CONSIGNE 1
Dans l'extrait de discussion sur BootCamp, reformulez sous forme de liste le paragraphe qui commence par « D'où la question », en conservant ses points essentiels.
CONSIGNE 2
Recopiez sans modification un passage de l'extrait de discussion sur BootCamp : commencez aux mots « Bien vu @macomaniac, effectivement. » et arrêtez-vous après « de _Roderick Smith_ ? ».
─── EXTRAIT DU DOCUMENT ───
En effet ! L'«Assistant BootCamp» est censé gérer _sponte sua_ le statut de la *MBR* du bloc *0* --> *HMBR* si Windows-7 vs *PMBR* si Windows-10.

Ce qui n'est pas le cas ici.

D'où la question (pour *SMAgtr*) --> est-ce que ton modèle de Mac est compatible avec l'installation de Windows-10 (quelle est son année) ? - est-ce que tu as déjà installé Windows-10 directement via l'«Assistant BootCamp» ? - en partant d'un environnement «Yosemite 10.10» ?


----------



## SMAgtr (29 Juillet 2017)

Bien vu @macomaniac, effectivement.

Ainsi, comment faire pour *reconvertir* la *HMBR* du bloc *0* de mon disque au type neuralisé *PMBR* avec l'utilitaire *gdisk* de _Roderick Smith_ ?

Oui, mon MacBook Pro (13-inch, Mid 2012) est compatible avec W10 (je viens de le revérifier), j'avais déjà fait cette installation avec Bootcamp sous Yosemite 10.10.
─── DONNÉES FOURNIES ───
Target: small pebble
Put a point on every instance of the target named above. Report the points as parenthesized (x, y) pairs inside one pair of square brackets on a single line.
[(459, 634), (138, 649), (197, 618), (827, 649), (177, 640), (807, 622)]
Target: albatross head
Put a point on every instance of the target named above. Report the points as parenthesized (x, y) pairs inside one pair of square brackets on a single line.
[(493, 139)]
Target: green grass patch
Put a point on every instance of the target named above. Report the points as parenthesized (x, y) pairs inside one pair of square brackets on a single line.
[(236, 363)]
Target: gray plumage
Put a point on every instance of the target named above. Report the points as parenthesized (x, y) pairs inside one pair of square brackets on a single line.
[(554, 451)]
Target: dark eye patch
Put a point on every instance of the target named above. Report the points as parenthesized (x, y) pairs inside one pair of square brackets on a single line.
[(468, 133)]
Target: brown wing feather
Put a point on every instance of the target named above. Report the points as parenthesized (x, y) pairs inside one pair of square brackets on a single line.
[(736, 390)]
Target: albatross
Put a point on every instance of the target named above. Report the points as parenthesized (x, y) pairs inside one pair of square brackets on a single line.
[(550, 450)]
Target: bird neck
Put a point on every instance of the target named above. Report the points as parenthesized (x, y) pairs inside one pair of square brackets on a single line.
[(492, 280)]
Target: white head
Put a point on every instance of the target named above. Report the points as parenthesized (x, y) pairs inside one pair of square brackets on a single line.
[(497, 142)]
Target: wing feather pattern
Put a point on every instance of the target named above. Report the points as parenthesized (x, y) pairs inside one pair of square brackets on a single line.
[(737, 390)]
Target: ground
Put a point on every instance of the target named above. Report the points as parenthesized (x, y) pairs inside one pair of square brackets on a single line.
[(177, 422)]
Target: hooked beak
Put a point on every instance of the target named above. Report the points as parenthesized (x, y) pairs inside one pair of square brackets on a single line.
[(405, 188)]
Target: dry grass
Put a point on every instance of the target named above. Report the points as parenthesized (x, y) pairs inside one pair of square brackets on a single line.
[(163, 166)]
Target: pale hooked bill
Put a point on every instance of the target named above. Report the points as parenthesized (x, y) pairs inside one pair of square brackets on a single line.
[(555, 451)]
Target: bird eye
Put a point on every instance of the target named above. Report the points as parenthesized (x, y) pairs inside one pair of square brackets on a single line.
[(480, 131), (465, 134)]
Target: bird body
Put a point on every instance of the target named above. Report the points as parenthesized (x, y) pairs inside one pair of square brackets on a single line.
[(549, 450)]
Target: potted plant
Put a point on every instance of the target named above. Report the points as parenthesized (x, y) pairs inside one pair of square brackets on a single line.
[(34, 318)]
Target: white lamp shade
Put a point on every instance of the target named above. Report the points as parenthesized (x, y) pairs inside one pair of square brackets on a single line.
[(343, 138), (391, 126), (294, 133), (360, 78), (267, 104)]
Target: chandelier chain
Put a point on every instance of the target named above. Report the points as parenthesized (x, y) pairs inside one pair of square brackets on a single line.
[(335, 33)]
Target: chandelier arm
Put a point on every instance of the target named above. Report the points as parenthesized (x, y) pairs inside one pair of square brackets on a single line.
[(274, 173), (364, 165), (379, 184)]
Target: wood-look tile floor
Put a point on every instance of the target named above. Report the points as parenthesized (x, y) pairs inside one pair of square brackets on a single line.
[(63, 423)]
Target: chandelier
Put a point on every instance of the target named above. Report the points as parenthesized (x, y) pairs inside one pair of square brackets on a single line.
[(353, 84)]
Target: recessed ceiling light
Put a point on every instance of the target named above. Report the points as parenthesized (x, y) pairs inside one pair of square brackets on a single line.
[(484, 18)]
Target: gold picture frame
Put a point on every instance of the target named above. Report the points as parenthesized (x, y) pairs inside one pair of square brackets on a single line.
───
CORRIGÉ 1
Questions adressées à SMAgtr :
- Le modèle de Mac est-il compatible avec l'installation de Windows-10, et de quelle année date-t-il ?
- Windows-10 a-t-il déjà été installé directement via l'«Assistant BootCamp» ?
- Cette installation partait-elle d'un environnement «Yosemite 10.10» ?

CORRIGÉ 2
Bien vu @macomaniac, effectivement.

Ainsi, comment faire pour *reconvertir* la *HMBR* du bloc *0* de mon disque au type neuralisé *PMBR* avec l'utilitaire *gdisk* de _Roderick Smith_ ?